Records:
* start *
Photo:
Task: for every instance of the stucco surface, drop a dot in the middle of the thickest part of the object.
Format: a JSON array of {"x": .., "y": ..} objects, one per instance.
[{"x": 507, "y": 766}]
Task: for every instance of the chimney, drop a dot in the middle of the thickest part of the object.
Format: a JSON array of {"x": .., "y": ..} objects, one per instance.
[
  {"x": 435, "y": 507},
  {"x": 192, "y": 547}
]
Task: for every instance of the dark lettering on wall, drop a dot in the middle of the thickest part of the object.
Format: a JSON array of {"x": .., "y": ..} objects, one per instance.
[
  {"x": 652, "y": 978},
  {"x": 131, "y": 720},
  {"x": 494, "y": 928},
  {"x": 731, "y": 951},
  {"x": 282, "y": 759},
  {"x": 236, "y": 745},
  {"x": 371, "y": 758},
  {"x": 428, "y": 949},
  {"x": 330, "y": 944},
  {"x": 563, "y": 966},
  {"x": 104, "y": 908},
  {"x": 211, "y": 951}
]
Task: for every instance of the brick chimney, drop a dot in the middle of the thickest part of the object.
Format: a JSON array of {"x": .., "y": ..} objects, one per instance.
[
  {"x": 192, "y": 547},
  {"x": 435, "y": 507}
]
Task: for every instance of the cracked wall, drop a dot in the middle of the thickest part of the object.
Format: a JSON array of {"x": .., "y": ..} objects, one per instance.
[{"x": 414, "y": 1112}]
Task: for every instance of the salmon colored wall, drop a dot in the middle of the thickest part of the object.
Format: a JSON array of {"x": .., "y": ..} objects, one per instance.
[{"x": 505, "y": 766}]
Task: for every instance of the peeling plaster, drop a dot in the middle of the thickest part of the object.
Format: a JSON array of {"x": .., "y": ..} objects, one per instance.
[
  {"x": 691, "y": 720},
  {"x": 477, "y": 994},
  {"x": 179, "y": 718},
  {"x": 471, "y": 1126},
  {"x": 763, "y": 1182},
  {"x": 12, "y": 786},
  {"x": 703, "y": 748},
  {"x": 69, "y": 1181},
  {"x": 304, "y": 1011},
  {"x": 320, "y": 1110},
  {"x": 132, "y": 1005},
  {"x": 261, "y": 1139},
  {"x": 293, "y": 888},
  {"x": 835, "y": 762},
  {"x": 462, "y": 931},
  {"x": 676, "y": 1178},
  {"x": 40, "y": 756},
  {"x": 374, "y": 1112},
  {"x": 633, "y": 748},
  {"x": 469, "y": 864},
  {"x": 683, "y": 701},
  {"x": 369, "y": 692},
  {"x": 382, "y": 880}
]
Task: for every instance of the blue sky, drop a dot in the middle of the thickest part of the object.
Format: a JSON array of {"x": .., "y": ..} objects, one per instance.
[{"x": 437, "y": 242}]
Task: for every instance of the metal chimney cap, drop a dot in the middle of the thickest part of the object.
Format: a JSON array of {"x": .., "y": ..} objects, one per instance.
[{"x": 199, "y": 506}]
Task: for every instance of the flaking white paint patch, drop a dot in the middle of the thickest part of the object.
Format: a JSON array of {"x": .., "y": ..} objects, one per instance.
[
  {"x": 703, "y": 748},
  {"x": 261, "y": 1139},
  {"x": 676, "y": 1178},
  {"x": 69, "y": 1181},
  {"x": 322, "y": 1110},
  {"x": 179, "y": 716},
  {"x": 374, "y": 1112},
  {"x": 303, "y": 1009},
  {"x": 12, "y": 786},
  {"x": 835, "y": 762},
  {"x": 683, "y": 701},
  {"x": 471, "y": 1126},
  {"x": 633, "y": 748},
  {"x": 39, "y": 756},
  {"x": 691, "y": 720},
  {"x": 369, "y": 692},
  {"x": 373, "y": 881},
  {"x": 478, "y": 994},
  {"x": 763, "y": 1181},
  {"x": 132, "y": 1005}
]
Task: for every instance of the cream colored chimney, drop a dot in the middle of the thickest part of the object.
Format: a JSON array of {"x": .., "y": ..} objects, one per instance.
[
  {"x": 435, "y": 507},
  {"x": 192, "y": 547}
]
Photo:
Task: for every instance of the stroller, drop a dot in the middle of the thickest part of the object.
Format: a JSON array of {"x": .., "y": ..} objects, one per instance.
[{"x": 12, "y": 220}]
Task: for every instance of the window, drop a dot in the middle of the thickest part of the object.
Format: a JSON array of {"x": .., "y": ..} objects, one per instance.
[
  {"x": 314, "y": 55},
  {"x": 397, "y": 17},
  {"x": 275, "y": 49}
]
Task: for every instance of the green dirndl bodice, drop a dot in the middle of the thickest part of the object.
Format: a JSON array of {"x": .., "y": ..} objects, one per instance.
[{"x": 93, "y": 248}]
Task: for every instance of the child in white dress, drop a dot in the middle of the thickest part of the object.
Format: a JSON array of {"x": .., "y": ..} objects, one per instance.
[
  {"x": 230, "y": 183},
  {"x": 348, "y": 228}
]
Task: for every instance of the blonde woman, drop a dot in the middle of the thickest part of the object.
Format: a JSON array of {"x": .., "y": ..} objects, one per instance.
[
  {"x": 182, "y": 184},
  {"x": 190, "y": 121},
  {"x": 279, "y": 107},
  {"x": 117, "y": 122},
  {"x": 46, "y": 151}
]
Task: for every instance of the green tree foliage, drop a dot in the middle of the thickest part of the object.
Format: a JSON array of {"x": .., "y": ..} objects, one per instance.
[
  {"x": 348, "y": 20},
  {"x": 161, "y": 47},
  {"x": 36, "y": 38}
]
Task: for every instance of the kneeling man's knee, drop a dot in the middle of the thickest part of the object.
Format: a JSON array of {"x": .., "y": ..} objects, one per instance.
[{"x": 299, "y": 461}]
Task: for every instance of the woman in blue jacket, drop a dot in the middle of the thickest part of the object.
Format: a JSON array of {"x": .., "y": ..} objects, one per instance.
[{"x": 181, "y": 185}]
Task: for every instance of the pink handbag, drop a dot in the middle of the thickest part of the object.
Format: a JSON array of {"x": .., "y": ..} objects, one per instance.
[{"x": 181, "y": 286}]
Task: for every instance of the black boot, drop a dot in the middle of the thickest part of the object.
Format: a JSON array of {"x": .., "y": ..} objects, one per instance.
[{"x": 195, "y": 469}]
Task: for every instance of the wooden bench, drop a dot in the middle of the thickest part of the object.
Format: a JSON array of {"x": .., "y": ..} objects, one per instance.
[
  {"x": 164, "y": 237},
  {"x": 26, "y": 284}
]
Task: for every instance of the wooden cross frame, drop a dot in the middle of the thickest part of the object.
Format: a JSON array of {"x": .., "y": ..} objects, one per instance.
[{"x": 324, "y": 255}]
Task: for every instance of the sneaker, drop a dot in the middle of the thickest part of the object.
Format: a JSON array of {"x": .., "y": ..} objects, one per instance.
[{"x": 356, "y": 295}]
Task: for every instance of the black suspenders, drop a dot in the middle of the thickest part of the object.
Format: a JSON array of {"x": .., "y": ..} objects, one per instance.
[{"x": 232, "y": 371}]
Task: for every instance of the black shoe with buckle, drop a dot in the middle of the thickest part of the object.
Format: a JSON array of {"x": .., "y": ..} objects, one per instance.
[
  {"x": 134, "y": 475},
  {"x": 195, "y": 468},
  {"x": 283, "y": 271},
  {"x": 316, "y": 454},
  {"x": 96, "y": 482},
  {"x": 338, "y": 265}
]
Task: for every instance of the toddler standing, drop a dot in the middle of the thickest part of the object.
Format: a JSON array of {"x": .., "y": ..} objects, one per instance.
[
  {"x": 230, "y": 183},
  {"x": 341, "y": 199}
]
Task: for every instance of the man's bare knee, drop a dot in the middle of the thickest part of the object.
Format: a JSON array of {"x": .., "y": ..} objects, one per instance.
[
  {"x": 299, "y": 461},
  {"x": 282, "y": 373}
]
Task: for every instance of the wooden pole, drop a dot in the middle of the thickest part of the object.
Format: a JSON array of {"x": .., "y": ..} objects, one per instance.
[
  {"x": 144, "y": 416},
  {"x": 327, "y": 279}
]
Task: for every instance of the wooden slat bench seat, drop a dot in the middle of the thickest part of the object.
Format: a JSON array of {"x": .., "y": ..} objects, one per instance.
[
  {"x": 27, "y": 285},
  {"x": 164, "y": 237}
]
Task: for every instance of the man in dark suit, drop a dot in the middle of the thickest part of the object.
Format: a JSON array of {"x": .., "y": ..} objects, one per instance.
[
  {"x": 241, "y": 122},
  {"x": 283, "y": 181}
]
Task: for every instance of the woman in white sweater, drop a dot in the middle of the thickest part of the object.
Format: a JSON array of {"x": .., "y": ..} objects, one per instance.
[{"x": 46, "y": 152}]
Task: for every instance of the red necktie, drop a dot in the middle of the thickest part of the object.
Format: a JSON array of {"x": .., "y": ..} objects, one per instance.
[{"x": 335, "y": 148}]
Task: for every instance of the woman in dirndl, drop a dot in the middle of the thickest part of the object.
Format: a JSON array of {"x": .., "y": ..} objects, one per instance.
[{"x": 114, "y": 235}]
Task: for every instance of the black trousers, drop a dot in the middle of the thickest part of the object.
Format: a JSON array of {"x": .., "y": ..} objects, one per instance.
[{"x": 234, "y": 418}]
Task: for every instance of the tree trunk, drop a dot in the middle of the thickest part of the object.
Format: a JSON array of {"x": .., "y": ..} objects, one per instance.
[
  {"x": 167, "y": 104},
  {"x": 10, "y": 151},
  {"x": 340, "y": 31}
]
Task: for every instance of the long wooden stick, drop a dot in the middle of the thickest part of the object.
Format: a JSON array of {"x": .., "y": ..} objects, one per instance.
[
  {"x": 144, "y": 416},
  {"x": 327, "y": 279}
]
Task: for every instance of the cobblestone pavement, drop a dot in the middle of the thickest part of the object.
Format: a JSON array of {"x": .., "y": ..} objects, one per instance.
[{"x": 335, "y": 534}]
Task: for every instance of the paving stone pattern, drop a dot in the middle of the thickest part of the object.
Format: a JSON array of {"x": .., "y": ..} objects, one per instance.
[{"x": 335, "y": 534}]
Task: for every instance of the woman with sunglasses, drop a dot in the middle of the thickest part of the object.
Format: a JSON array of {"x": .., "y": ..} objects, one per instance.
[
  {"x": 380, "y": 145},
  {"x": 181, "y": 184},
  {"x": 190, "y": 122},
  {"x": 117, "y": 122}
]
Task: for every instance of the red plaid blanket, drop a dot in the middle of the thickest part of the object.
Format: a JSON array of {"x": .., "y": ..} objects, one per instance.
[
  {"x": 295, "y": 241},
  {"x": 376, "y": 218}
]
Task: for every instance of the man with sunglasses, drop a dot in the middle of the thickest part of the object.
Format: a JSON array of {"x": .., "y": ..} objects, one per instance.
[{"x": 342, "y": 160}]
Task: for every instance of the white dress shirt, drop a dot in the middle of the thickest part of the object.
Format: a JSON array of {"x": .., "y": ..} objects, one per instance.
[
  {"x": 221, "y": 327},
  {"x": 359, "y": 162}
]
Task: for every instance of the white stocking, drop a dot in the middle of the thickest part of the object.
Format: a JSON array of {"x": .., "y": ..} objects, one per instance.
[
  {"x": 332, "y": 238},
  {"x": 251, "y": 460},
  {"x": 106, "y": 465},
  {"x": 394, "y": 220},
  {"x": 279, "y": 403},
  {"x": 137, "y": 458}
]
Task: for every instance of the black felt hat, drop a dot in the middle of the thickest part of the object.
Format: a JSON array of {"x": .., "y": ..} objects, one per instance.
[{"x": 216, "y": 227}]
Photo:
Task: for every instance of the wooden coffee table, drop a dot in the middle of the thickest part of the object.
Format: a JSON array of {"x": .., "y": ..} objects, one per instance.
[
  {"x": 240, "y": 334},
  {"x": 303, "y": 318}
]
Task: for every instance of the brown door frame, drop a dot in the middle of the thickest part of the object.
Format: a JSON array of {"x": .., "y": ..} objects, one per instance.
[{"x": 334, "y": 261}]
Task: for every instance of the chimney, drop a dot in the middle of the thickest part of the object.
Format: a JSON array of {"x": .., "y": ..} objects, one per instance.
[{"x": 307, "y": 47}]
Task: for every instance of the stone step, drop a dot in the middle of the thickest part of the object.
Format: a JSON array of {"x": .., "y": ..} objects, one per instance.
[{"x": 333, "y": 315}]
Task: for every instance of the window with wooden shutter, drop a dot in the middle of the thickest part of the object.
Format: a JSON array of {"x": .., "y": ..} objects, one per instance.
* end *
Copy each line exactly, from the line containing "Task: for every instance of the stone" down to the last line of the material, and no other lines.

**Answer for the task**.
Task: for every instance of the stone step, drop a dot in the middle of the thickest part of the object.
Format: a JSON array of {"x": .., "y": ..} objects, one per instance.
[{"x": 333, "y": 315}]
Task: for every instance of the window with wooden shutter, drop a dot in the middle of the thickest part of the object.
Format: a JSON array of {"x": .., "y": ..} objects, one per instance.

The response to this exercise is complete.